Source data
** START **

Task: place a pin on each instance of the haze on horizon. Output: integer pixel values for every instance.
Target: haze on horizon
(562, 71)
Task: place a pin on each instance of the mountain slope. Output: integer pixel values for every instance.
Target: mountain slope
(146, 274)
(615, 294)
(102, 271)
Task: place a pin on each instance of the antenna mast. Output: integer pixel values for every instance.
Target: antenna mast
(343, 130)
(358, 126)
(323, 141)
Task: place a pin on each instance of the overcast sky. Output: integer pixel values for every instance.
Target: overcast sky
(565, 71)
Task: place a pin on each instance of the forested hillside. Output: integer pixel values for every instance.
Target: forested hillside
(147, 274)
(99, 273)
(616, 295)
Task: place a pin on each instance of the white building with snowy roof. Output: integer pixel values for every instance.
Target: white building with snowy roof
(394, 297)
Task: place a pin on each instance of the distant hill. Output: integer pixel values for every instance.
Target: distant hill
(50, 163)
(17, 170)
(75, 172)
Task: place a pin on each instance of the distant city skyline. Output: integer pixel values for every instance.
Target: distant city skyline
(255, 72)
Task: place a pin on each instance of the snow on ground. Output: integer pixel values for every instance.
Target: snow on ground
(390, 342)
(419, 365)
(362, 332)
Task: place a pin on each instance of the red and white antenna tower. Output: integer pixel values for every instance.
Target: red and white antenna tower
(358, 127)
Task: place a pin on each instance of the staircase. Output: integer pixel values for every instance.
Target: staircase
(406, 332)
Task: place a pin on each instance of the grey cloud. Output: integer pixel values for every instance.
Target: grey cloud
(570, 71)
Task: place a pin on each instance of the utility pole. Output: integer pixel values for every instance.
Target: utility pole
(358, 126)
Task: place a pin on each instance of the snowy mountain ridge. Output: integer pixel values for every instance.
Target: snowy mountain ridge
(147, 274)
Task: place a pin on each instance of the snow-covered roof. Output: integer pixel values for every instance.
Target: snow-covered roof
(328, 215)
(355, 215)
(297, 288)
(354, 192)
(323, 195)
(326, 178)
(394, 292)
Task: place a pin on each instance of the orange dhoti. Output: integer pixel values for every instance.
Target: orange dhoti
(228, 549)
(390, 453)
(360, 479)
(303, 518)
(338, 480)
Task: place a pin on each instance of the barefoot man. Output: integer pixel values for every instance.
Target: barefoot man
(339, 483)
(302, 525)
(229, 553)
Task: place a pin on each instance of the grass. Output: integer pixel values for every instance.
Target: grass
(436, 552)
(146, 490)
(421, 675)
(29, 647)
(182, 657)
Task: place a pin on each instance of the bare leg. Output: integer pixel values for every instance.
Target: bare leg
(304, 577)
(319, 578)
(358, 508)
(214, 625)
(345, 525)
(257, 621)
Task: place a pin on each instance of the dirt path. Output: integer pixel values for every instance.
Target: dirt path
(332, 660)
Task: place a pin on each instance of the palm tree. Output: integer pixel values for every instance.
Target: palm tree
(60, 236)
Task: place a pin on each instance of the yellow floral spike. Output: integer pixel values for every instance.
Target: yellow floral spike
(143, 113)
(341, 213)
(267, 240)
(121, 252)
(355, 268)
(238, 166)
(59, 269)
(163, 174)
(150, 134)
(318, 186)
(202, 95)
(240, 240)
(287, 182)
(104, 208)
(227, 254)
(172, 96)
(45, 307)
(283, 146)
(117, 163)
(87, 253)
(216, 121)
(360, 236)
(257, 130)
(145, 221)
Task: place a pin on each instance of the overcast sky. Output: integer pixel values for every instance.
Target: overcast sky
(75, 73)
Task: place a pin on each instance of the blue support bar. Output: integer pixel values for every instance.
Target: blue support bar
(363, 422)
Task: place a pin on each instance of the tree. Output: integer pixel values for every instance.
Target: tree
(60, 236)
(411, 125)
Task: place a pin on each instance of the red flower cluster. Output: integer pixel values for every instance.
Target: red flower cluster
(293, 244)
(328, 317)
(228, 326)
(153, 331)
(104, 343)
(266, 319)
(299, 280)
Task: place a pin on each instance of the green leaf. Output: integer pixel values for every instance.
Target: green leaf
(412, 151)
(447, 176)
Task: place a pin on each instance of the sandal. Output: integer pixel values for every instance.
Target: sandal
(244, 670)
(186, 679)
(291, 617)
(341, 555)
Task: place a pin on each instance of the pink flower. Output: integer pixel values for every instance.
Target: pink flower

** END **

**YOUR GOAL**
Restate each of the entries above verbatim.

**SOLUTION**
Task: place a pin on each instance of the haze on horizon. Output: integer pixel values for every instance.
Target: haze on horizon
(562, 71)
Task: place a pin on each instance of the mountain slope. Output: integer pixel values for every instance.
Target: mountain slope
(146, 274)
(615, 294)
(102, 271)
Task: place a pin on each instance of the antenna mast. Output: integer pixel values for every instance.
Target: antenna mast
(343, 130)
(358, 126)
(323, 141)
Task: place a pin on each instance of the overcast sky. Output: integer pixel values for every instance.
Target: overcast sky
(565, 71)
Task: place a pin on each instance of the forested hillside. Output: integer pixel values for every instance.
Target: forested hillside
(147, 274)
(99, 273)
(616, 295)
Task: place a pin on each instance of the white building with snowy roof. Output: integer pixel values for every instance.
Target: white building with snowy roof
(394, 297)
Task: place a pin on each instance of the distant hill. Output: integer pixel values for every instance.
Target: distant hill
(50, 163)
(17, 170)
(75, 172)
Task: place a pin on each instance of the distant city skyline. Output: integer pixel values for every instance.
Target: distant city skyline
(255, 72)
Task: place a pin on each instance of the snow on ground. Output: integer pixel values for every instance.
Target: snow on ground
(390, 342)
(419, 365)
(362, 332)
Task: place a pin on each instance of the red and white antenna tower. Output: integer pixel values for every instance.
Target: red and white antenna tower
(358, 127)
Task: place a pin on each instance of the staircase. Output: integer pixel values for every instance.
Target: staircase
(406, 332)
Task: place a pin on each instance of the grey cloud. Output: integer pixel values for every instance.
Target: grey cloud
(570, 71)
Task: place a pin on each instance of the utility pole. Output: integer pixel values for every instance.
Target: utility pole
(358, 126)
Task: place a pin on each instance of the snowy mountain ridge. Output: integer pixel values for every instance.
Target: snowy mountain ridge
(147, 274)
Task: place a pin on each instance of the snow-covered roof. Output: integer pixel values for every instance.
Target: snow-covered roof
(328, 215)
(355, 215)
(297, 288)
(354, 192)
(323, 195)
(326, 178)
(394, 292)
Task: place a pin on each instance of the orange dhoti. Output: integer pixel values for every instance.
Target: orange dhoti
(228, 549)
(390, 453)
(360, 479)
(303, 518)
(338, 480)
Task: place a pin on each instance of the barefoot man. Output: integer pixel values for every instance.
Target: barefoot man
(339, 483)
(302, 525)
(229, 553)
Task: place a pin on each instance of the grass. Output: integer pixel values for every instance.
Target: grass
(436, 552)
(146, 490)
(421, 675)
(29, 647)
(182, 657)
Task: place a pin on each instance of the bare leg. Output: integer pixel values for every instance.
Target: bare leg
(304, 577)
(319, 578)
(358, 508)
(214, 625)
(345, 525)
(257, 621)
Task: place a pin on each instance of the dirt path. Output: integer pixel values for every instance.
Target: dirt path
(332, 660)
Task: place a pin on each instance of the palm tree. Output: integer pixel values for every instance.
Target: palm tree
(60, 236)
Task: place a pin on each instance of the yellow floral spike. Output: integer pixel values for every instance.
Target: yellow floral spike
(143, 113)
(341, 213)
(267, 240)
(121, 252)
(355, 268)
(238, 166)
(59, 269)
(163, 174)
(150, 134)
(318, 186)
(202, 95)
(240, 240)
(287, 182)
(104, 208)
(227, 254)
(172, 96)
(45, 307)
(283, 146)
(117, 163)
(87, 253)
(216, 121)
(360, 236)
(257, 130)
(145, 221)
Task: place a pin on each instance of the overcast sky. Output: integer pixel values for every instance.
Target: overcast sky
(75, 73)
Task: place a pin on each instance of the blue support bar. Output: integer pixel values for every instance.
Target: blue support bar
(363, 422)
Task: place a pin on each instance of the tree. Output: integer pixel values for every instance.
Target: tree
(60, 236)
(411, 125)
Task: place a pin on each instance of the red flower cluster. Output: integer pixel values for every instance.
Target: red flower cluster
(293, 244)
(328, 317)
(228, 326)
(153, 331)
(104, 343)
(266, 319)
(299, 280)
Task: place a pin on each instance of the green leaf. Output: integer pixel values for every instance.
Target: green leaf
(412, 151)
(447, 176)
Task: place a pin on each instance of the sandal. Output: integer pixel values for every instance.
Target: sandal
(244, 670)
(186, 679)
(291, 617)
(341, 555)
Task: place a pin on each instance of the pink flower. Output: integer pixel values for every instance.
Target: pink flower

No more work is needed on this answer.